--- BEGIN ---
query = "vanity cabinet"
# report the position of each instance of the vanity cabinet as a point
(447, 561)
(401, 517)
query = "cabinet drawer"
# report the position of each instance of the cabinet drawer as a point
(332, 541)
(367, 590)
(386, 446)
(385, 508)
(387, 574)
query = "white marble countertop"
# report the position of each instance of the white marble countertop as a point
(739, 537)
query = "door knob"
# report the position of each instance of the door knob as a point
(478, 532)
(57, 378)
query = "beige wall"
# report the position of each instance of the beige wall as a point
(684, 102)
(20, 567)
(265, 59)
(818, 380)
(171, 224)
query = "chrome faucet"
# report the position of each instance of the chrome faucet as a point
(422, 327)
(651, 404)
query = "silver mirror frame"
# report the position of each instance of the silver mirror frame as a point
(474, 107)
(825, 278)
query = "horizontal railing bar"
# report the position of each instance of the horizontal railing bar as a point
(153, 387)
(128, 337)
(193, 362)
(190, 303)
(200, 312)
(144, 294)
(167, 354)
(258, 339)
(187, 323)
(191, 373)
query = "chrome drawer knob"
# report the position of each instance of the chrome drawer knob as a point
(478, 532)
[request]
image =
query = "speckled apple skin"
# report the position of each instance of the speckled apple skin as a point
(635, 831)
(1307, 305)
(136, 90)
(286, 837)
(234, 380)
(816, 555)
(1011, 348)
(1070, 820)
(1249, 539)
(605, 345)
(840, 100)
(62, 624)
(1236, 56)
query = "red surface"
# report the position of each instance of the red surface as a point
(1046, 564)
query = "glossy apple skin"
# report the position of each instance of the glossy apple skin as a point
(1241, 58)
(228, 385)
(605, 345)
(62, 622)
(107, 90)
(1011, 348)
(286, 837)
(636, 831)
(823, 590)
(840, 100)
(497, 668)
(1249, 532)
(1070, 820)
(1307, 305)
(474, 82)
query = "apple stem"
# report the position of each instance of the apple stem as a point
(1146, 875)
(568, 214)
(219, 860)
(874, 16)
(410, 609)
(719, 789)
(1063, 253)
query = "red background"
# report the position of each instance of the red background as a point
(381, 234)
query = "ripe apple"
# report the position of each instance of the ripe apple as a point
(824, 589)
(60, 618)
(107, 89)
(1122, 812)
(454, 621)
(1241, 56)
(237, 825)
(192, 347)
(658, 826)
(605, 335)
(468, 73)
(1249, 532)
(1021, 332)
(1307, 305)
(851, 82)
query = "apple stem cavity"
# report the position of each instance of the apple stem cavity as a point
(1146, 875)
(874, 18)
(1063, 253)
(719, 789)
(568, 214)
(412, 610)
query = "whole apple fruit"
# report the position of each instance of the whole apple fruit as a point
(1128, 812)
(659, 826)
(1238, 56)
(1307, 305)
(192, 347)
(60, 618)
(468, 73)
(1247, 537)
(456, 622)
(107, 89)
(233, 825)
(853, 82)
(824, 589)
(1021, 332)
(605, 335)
--- END ---
**EXERCISE AIM:** Copy all the lines, exactly.

**SOLUTION TO THIS EXERCISE:**
query = "vanity cabinet"
# report the position of each instance of the vanity cabinet as a point
(447, 561)
(401, 517)
query = "cabinet drawer"
# report the position of each instance of the cabinet drawer as a point
(332, 541)
(367, 590)
(386, 446)
(385, 508)
(387, 574)
query = "white marble countertop"
# report the position of each instance of the white marble countertop as a point
(739, 537)
query = "door knob"
# report the position of each instance of the door knob as a point
(478, 532)
(57, 378)
query = "beige wall"
# report the position of each instance of the beige wall as a point
(684, 102)
(20, 567)
(265, 59)
(818, 380)
(171, 224)
query = "chrome faucet"
# report the position of each instance of the chrome faucet as a point
(422, 327)
(651, 404)
query = "silver mirror frame"
# report the position of each instance of the silver mirror frame as a point
(474, 107)
(825, 278)
query = "horizontal railing bar"
# report the position of each instance of the horizontal railing bar as a point
(153, 387)
(128, 337)
(193, 362)
(190, 303)
(200, 312)
(144, 294)
(167, 354)
(258, 339)
(187, 323)
(191, 373)
query = "chrome drawer knob"
# report the position of each instance of the chrome drawer knob as a point
(478, 532)
[request]
image =
query = "speckled apple skin"
# report the position of each instance of the speckled apple skin as a point
(635, 831)
(1307, 305)
(136, 90)
(286, 837)
(234, 380)
(816, 555)
(1011, 348)
(1070, 820)
(1249, 539)
(605, 345)
(840, 100)
(62, 624)
(1236, 56)
query = "red surface"
# report the position of each instance of the red surface as a point
(1046, 564)
query = "glossy apple skin"
# report the position of each instance of the glossy apple skin as a point
(1241, 58)
(228, 385)
(605, 345)
(62, 622)
(107, 90)
(1011, 348)
(286, 837)
(636, 831)
(823, 590)
(840, 100)
(497, 668)
(1249, 532)
(1070, 820)
(1307, 305)
(474, 82)
query = "apple stem"
# report the position of each instance of the apple stem as a point
(1146, 875)
(568, 214)
(219, 860)
(874, 16)
(410, 609)
(719, 789)
(1063, 253)
query = "red background"
# report the position of each instance of the red background as a point
(381, 234)
query = "ripe apple"
# report the position of each instance of the ripe apple as a point
(824, 589)
(60, 618)
(107, 89)
(1122, 812)
(454, 621)
(1241, 56)
(237, 825)
(192, 347)
(658, 826)
(605, 335)
(468, 73)
(1249, 532)
(1021, 332)
(1307, 305)
(851, 82)
query = "apple stem cavity"
# report the position of each instance of the apple stem cavity as a point
(1146, 875)
(874, 18)
(1063, 253)
(719, 789)
(568, 214)
(412, 610)
query = "whole apple fruit"
# report the position of each instance of the whole apple fruit as a point
(1128, 812)
(659, 826)
(1238, 56)
(1307, 305)
(192, 347)
(60, 618)
(468, 73)
(1247, 537)
(456, 622)
(107, 89)
(233, 825)
(853, 82)
(824, 589)
(1021, 332)
(605, 335)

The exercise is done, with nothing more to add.